(EXTRACT TO READ begins)
This invention relates generally to semiconductor electrically erasable programmable read only memories (EEprom), and specifically to circuits and techniques for reading and programming their state.
EEprom and electrically programmable read only memory (Eprom) are typically used in digital circuits for non-volatile storage of data or program. They can be erased and have new data written or "programmed" into their memory cells.
An Eprom utilizes a floating (unconnected) conductive gate, in a field effect transistor structure, positioned over but insulated from a channel region in a semiconductor substrate, between source and drain regions. A control gate is then provided over the floating gate, but also insulated therefrom. The threshold voltage characteristic of the transistor is controlled by the amount of charge that is retained on the floating gate. That is, the minimum amount of voltage (threshold) that must be applied to the control gate before the transistor is turned "on" to permit conduction between its source and drain regions is controlled by the level of charge on the floating gate.
The floating gate can hold a range of charge and therefore an Eprom memory cell can be programmed to any threshold level within a threshold window. The size of the threshold window, delimited by the minimum and maximum threshold levels of the device, depends on the device's characteristics, operating conditions and history. Each distinct threshold level within the window may, in principle, be used to designate a definite memory state of the cell.
For Eprom memory, the transistor serving as a memory cell is programmed to one of two states by accelerating electrons from the substrate channel region, through a thin gate dielectric and onto the floating gate. The memory states are erasable by removing the charge on the floating gate by ultra-violet radiation.
An electrically erasable and programmable read only memory (EEprom) has a similar structure but additionally provides a mechanism for removing charge from its floating gate upon application of proper voltages. An array of such EEprom cells is referred to as a "Flash" EEprom array when an entire array of cells, or significant group of cells of the array, is erased simultaneously (i.e., in a flash). Once erased, a cell can then be reprogrammed.
A specific, single cell in a two-dimensional array of Eprom, EEprom cells is addressed for reading by application of a source-drain voltage to source and drain lines in a column containing the cell being addressed, and application of a control gate voltage to a word line connected to the control gates in a row containing the cell being addressed.
An addressed memory cell transistor's state is read by placing an operating voltage across its source and drain and on its control gate, and then detecting the level of current flowing between the source and drain. The level of current is proportional to the threshold level of the transistor, which in turn is determined by the amount of charge on its floating gate.
In the usual two-state EEprom cell, one breakpoint threshold level is established so as to partition the threshold window into two regions. The source/drain current is compared with the breakpoint threshold level that was used when the cell was programmed. If the current read is higher than that of the threshold, the cell is determined to be in a "zero" state, while if the current is less than that of the threshold, the cell is determined to be in the other state. Thus, such a two-state cell stores one bit of digital information. A current source which may be externally programmable is often provided as part of a memory system to generate the breakpoint threshold current.
Thus, for a multi-state EEprom memory cell, each cell stores two or more bits of data. The information that a given EEprom array can store is thus increased by the multiple of number of states that each cell can store.
(EXTRACT TO READ ends)
(RECORDS begins)
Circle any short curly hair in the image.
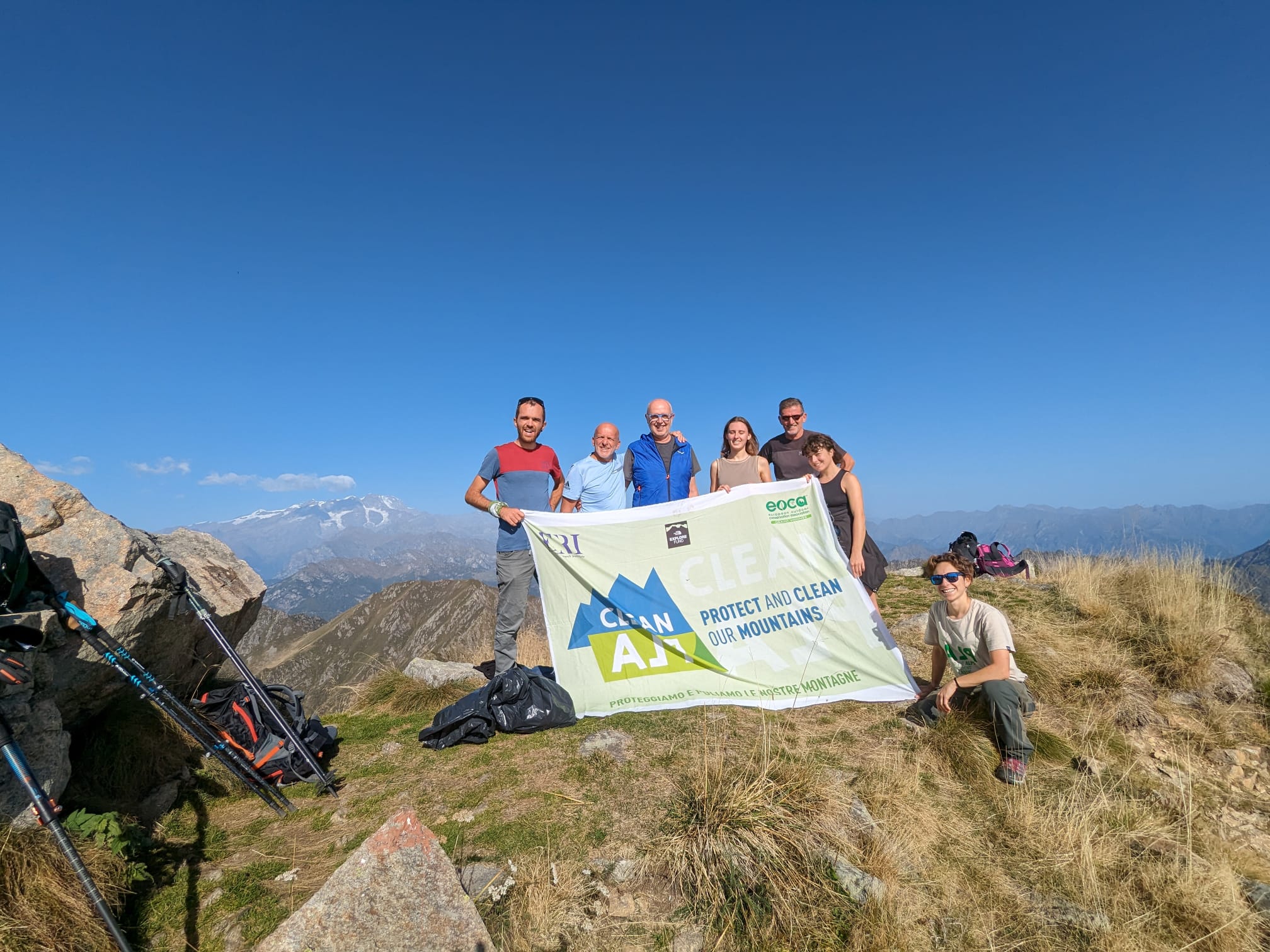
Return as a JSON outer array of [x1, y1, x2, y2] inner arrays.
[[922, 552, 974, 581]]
(RECORDS ends)
(RECORDS begins)
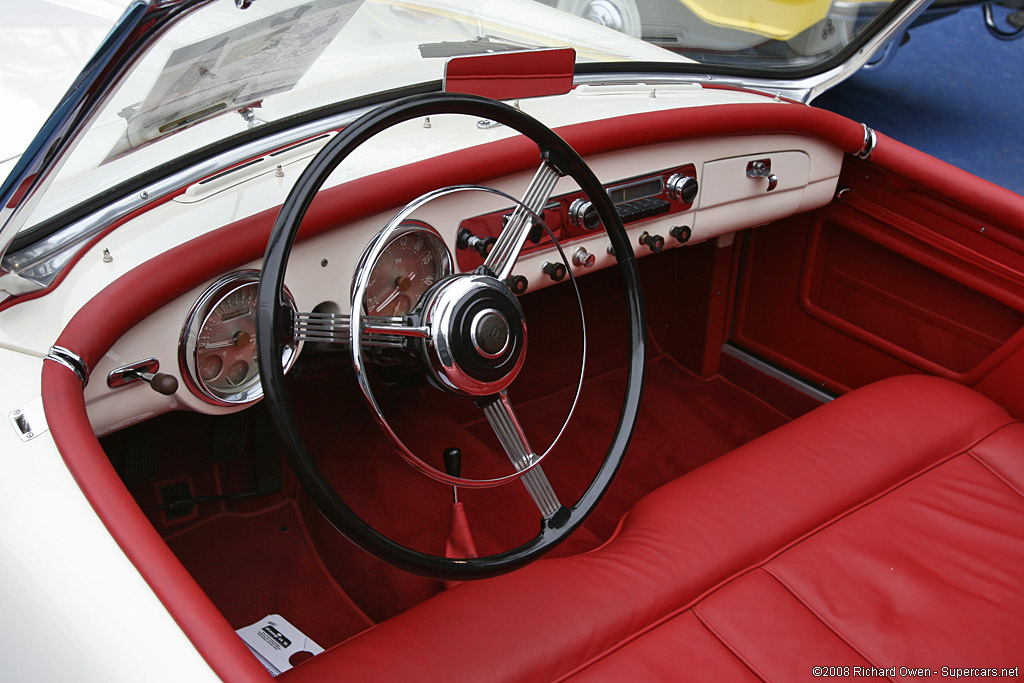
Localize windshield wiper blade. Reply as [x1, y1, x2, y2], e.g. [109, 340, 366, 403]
(RECORDS ends)
- **YOUR TASKS**
a: From the EEprom text above, extract the passage from "An electrically erasable" to "then be reprogrammed.".
b: According to the EEprom text, how are the memory states of an Eprom erased?

- **ANSWERS TO THE PROBLEMS**
a:
An electrically erasable and programmable read only memory (EEprom) has a similar structure but additionally provides a mechanism for removing charge from its floating gate upon application of proper voltages. An array of such EEprom cells is referred to as a "Flash" EEprom array when an entire array of cells, or significant group of cells of the array, is erased simultaneously (i.e., in a flash). Once erased, a cell can then be reprogrammed.

b: The charge on the floating gate is removed by ultra-violet radiation.